Repeat each of the data records below word for word, leaving nothing out.
-- begin RECORDS SHOWN --
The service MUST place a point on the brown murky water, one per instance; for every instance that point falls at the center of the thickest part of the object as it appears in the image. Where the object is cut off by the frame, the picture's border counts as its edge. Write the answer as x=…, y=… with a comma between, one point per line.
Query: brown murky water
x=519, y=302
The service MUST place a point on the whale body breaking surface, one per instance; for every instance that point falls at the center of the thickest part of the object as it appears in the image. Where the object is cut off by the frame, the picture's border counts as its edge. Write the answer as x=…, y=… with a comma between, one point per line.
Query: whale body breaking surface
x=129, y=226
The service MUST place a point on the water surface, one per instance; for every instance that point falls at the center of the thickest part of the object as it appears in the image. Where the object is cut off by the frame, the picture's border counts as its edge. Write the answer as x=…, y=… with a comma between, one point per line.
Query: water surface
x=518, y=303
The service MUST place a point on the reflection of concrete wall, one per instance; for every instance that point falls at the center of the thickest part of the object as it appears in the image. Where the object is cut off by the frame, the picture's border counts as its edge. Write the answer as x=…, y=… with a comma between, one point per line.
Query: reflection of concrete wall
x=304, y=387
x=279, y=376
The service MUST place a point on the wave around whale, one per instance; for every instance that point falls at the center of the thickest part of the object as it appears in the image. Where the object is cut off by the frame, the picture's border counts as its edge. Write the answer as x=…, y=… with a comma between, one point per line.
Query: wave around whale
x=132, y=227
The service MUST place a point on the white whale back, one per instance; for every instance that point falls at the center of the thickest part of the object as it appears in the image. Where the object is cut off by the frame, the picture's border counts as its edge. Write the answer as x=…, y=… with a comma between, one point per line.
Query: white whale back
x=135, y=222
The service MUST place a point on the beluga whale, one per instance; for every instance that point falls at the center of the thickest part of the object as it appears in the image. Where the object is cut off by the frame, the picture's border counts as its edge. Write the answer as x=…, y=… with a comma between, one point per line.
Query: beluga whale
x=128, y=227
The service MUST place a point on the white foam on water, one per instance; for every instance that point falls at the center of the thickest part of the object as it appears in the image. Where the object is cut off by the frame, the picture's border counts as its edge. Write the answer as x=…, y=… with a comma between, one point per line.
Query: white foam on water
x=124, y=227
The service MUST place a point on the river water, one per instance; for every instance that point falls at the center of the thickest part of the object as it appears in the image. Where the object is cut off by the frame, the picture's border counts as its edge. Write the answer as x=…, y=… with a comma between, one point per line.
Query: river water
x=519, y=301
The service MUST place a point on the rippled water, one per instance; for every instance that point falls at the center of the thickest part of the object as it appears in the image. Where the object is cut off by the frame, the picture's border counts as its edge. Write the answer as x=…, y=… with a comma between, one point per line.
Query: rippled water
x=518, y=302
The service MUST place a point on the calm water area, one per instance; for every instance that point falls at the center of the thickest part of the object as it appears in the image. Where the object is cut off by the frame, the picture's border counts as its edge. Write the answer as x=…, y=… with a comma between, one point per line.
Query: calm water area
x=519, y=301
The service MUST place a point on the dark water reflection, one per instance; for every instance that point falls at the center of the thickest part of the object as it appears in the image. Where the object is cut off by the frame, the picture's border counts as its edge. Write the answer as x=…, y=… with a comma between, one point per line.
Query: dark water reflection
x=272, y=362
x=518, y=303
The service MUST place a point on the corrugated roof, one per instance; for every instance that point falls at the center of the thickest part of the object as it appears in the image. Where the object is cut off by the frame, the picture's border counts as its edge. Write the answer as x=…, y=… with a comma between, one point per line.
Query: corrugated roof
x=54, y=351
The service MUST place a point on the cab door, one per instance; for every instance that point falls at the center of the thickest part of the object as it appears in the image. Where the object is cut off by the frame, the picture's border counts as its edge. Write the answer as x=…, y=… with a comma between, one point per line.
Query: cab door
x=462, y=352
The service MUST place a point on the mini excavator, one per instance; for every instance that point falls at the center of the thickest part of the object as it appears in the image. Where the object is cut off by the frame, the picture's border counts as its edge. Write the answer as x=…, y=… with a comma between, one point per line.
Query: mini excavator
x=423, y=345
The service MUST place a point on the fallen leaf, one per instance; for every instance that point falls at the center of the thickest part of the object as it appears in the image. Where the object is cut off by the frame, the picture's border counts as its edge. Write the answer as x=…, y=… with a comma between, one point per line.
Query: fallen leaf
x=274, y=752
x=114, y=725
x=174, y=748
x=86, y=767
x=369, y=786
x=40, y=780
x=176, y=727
-- end RECORDS SHOWN --
## RIGHT ANSWER
The service MUST place a point on the brown murky water, one per instance; for every instance that point falls at the center of the thickest part of the object as it appears in the image. Where the object is cut off by the frame, the picture's border counts as its edge. Write the answer as x=…, y=… with a comma between, one point per line.
Query: brown murky water
x=519, y=302
The service MUST place a point on the whale body breaking surface, one per instance; for every instance that point falls at the center of the thickest part of the object as it appears in the image. Where the object is cut off by the frame, the picture's border counts as its edge. Write the answer as x=…, y=… with a comma between, one point per line.
Query: whale body breaking surface
x=129, y=226
The service MUST place a point on the water surface, one per instance; for every instance that point falls at the center of the thickest part of the object as it appears in the image. Where the object is cut off by the frame, the picture's border counts as its edge. Write the answer as x=…, y=… with a comma between, one point per line.
Query: water surface
x=518, y=303
The service MUST place a point on the reflection of concrete wall, one per instance; for every instance that point falls at the center of the thickest part of the object as it appears in the image. Where the object is cut off by the frame, the picture's border counts as its edge. Write the answer as x=…, y=… with a comma between, one point per line.
Query: reflection of concrete wall
x=304, y=387
x=279, y=376
The service MUST place a point on the wave around whale, one per instance; for every instance that point falls at the center of the thickest part of the object as it appears in the image. Where the object is cut off by the frame, the picture's border counts as its edge. Write the answer as x=…, y=… with a comma between, one point per line.
Query: wave around whale
x=132, y=227
The service MUST place a point on the white whale back, one per instance; for every instance that point falls at the center of the thickest part of the object as it appears in the image. Where the object is cut off by the frame, the picture's border counts as its edge. Write the answer as x=…, y=… with a comma between, one point per line.
Query: white whale back
x=135, y=222
The service MUST place a point on the beluga whale, one per instance; for every instance that point falls at the center of the thickest part of the object as it appears in the image. Where the object is cut off by the frame, the picture's border counts as its edge. Write the answer as x=…, y=… with a comma between, one point per line.
Query: beluga whale
x=128, y=227
The service MUST place a point on the white foam on water, one per instance; for every instance that point falls at the center of the thickest part of the object as it appears in the image. Where the object is cut off by the frame, the picture's border counts as its edge. Write the answer as x=…, y=… with a comma between, one point per line.
Query: white foam on water
x=124, y=227
The service MUST place a point on the river water, one per instance; for every instance that point falls at the center of the thickest part of the object as it appears in the image. Where the object is cut off by the frame, the picture's border counts as its edge. Write the answer as x=…, y=… with a comma between, one point per line.
Query: river water
x=519, y=301
The service MUST place a point on the rippled water, one per instance; for every instance that point falls at the center of the thickest part of the object as it appears in the image. Where the object is cut off by the frame, the picture's border counts as its edge. Write the answer as x=…, y=… with a comma between, one point per line.
Query: rippled water
x=518, y=302
The service MUST place a point on the calm water area, one per instance; for every instance that point falls at the center of the thickest part of the object as it appears in the image. Where the object is cut off by the frame, the picture's border counts as its edge. Write the answer as x=…, y=… with a comma between, one point per line.
Query: calm water area
x=519, y=301
The service MUST place a point on the dark water reflection, one per instance; for every instance that point falls at the center of the thickest part of the object as it appears in the image. Where the object is cut off by the frame, the picture's border counts as its edge. Write the answer as x=…, y=… with a comma between, one point per line.
Query: dark water reflection
x=272, y=362
x=518, y=303
The service MUST place a point on the corrugated roof, one per instance; for every instance that point falls at the center of the thickest part of the object as it appears in the image. Where the object is cut off by the frame, the picture's border counts as its edge. Write the answer as x=…, y=… with a comma between, one point per line.
Query: corrugated roof
x=54, y=351
The service MUST place a point on the cab door, one per instance; for every instance that point falls at the center of the thickest part of the object as it appears in the image. Where the object is cut off by the frame, the picture's border counts as its edge. Write the answer as x=…, y=… with a comma between, one point per line.
Query: cab door
x=462, y=352
The service MUST place a point on the mini excavator, one per instance; for every instance that point falls at the center of the thickest part of the object as it appears in the image. Where the object is cut off by the frame, the picture's border counts as its edge. Write the answer as x=…, y=… with a comma between, one point per line.
Query: mini excavator
x=423, y=345
The service MUST place a point on the fallen leaf, one per instance; for every instance that point falls at the center of the thickest part of the object as it appears in the image. Where the object is cut off by the frame, the picture's border counts as its edge. Write the answer as x=…, y=… with a comma between, one point per line.
Query: fallen leaf
x=274, y=752
x=114, y=725
x=174, y=748
x=86, y=767
x=369, y=786
x=40, y=780
x=176, y=727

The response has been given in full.